» TASK DIRECTIONS:
Copy all of the material below word for word, line by line, in its original order.

○ ○ ○ ○ ○

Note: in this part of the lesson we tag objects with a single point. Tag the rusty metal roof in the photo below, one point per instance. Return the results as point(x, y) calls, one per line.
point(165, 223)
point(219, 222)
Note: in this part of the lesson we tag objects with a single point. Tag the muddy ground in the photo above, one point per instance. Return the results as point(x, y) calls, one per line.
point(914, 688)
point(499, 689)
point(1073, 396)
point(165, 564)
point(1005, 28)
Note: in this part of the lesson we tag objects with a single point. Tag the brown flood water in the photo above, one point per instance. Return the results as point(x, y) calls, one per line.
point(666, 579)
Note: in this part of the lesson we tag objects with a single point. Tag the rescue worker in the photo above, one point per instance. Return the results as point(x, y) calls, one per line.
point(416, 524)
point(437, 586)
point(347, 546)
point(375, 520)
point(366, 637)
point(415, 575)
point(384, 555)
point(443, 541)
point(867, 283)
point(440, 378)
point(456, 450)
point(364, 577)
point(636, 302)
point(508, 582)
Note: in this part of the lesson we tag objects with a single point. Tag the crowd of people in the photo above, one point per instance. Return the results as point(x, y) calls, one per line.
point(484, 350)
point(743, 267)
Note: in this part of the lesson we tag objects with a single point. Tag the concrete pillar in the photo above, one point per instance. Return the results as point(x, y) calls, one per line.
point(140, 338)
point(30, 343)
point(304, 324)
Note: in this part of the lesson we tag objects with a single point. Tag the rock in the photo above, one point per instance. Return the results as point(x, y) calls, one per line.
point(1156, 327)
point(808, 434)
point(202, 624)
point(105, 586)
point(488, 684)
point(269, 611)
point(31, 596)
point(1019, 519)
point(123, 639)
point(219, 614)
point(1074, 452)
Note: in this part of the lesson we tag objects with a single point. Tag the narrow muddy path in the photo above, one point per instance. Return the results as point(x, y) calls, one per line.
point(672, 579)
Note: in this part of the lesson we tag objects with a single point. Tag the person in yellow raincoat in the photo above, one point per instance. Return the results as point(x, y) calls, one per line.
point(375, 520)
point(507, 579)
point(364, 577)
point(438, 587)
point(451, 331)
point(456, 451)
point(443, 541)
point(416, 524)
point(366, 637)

○ ○ ○ ○ ○

» TASK ANSWER:
Note: in this part of the lesson we tag objects with a single point. Tag the rusty metal roof in the photo below, one point per instance. Return the results as point(x, y) calls, one per line.
point(165, 223)
point(219, 222)
Note: in this part of the lesson we tag objects with a single point. Tag the muddy ground in the photo above, one point per instance. Return the results as point(x, y) calls, one per line.
point(914, 688)
point(499, 689)
point(1073, 396)
point(165, 564)
point(1005, 28)
Note: in this part of the lesson we tag objects with a single point. Tag the brown flood water in the photo above, one point per instance. Return the results as point(x, y) calls, one per line.
point(666, 579)
Note: in this part of the lesson we tag objects with a single point. Tag the rescue worker in the photo above, one point per instance. Return the results as point(x, y) calls, one per line.
point(416, 524)
point(437, 586)
point(347, 546)
point(375, 520)
point(366, 637)
point(415, 575)
point(384, 555)
point(443, 541)
point(867, 283)
point(440, 378)
point(456, 450)
point(364, 577)
point(636, 302)
point(508, 582)
Note: in this part of the lesson we tag objects with a single point. Tag the crowd of people in the photo above, one point per instance. Return the results as point(x, y) calls, one per line.
point(484, 350)
point(743, 267)
Note: in this part of the lesson we tag objects with a single point. Tag the concrete pillar in the photo above, one point per instance. Return the results as point(x, y) calls, one per line.
point(140, 338)
point(30, 343)
point(304, 324)
Note: in this part of the lesson we tag objects with a single point. Tag the rock in the photo above, one point per instance. Return the results as point(x, y) calls, one per line.
point(1156, 327)
point(808, 434)
point(202, 624)
point(105, 586)
point(488, 684)
point(269, 611)
point(31, 596)
point(1019, 519)
point(123, 639)
point(219, 614)
point(1074, 452)
Note: in this part of the lesson we tag objects with a single point. Tag the narrow muddy path in the photo above, one point per instance. Return the results as point(x, y) calls, one per line.
point(672, 579)
Note: in this part of the lesson we tag objects with a single point. Tag the person in yellow raincoat in the photo above, one point per instance. Return the results as point(x, y) calls, one per line.
point(375, 520)
point(507, 579)
point(364, 577)
point(438, 587)
point(451, 331)
point(456, 451)
point(443, 541)
point(416, 524)
point(366, 637)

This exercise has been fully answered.